• **Task objective**
Output every line of the entries from the line containing "Identify every instance of the plastic" through the last, exactly, with no other content.

• **Extracted data**
======
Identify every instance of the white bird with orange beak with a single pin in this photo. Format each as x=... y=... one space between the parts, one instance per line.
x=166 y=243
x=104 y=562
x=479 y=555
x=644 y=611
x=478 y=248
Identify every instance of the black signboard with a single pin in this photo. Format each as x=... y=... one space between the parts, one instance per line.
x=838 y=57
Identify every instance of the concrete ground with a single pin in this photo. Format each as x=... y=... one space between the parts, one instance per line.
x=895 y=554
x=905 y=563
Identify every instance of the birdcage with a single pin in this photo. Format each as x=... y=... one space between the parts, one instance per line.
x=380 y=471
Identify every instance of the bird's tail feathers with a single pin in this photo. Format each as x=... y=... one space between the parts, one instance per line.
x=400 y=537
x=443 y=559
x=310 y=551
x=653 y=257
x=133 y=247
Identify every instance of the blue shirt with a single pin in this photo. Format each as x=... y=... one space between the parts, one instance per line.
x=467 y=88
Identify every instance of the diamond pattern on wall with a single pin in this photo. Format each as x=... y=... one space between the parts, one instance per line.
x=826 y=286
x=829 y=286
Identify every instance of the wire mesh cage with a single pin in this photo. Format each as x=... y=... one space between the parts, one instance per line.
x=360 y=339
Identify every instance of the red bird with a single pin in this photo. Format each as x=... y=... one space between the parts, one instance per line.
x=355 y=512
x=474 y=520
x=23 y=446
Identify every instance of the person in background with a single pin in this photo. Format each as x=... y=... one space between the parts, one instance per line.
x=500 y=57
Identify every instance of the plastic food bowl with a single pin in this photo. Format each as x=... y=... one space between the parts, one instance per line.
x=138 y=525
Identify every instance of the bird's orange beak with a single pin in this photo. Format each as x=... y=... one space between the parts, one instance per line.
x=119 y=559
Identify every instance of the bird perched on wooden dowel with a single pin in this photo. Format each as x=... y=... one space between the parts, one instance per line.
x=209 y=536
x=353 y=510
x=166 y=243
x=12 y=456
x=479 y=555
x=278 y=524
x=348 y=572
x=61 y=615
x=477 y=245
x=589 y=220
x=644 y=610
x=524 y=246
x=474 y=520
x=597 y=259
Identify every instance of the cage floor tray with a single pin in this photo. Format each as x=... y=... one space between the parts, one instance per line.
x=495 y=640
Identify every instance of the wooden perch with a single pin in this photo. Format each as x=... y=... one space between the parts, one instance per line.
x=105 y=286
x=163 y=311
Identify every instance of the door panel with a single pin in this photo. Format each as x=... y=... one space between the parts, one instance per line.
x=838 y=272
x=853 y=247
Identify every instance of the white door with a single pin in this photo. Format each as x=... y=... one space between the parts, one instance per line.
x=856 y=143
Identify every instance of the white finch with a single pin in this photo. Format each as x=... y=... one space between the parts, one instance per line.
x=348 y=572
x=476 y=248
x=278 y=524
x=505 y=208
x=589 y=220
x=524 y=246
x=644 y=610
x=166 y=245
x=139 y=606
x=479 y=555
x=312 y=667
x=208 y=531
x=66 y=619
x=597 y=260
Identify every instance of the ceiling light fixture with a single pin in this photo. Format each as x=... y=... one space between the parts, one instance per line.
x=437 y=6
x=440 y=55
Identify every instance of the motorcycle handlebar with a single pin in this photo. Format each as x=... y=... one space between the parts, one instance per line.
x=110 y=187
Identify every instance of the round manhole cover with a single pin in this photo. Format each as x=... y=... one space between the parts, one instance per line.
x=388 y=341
======
• **Answer below**
Identify every instance of the plastic food bowl with a single pin in this photo. Format each as x=... y=... one space between the parts, one instance per line.
x=138 y=525
Identify every instance of the bird's orange beak with a single pin in this photo. Format each as x=... y=... one space between the parts, one instance per line.
x=119 y=559
Identify every instance of the bird perched on wooden dowel with a single pin in this photo. Format each as x=... y=... one space between the parts, one instance per line.
x=209 y=536
x=353 y=510
x=166 y=243
x=12 y=456
x=479 y=555
x=278 y=524
x=348 y=572
x=61 y=615
x=477 y=245
x=589 y=220
x=644 y=610
x=524 y=246
x=474 y=520
x=597 y=259
Identify every instance of the cage floor tray with a single pin in this photo. Format each as x=... y=... one space between the parts, one instance per line.
x=495 y=640
Identify every instance of the wooden perch with a single pin in this photo. Format each as x=... y=... one space between the parts, one instance per line.
x=105 y=286
x=163 y=311
Identify every instance of the door panel with a single pin in this photo. Format each as x=... y=... one space between the parts, one instance per line.
x=838 y=272
x=853 y=247
Identify every instance of the white door with a single pin in this photo. Format each as x=... y=... one space between the parts, one instance per line.
x=856 y=143
Identify every instance of the white finch with a single pin in this photo. Format each as x=... y=... one space between the parts, one instance per line.
x=348 y=572
x=476 y=248
x=278 y=524
x=505 y=208
x=589 y=220
x=524 y=246
x=644 y=610
x=166 y=245
x=139 y=606
x=479 y=555
x=312 y=667
x=208 y=531
x=66 y=619
x=597 y=260
Identify every instance of the ceiling light fixture with a single pin in this photo. Format each as x=... y=... one space between the parts, one instance per line.
x=437 y=6
x=440 y=55
Identify every instance of the motorcycle handlebar with a single pin in this photo. Format each as x=... y=... one space between the parts, one instance per line.
x=110 y=187
Identify every instance of the round manhole cover with a single pin in this photo. Format each as x=... y=... one space between the parts, one instance per line.
x=388 y=341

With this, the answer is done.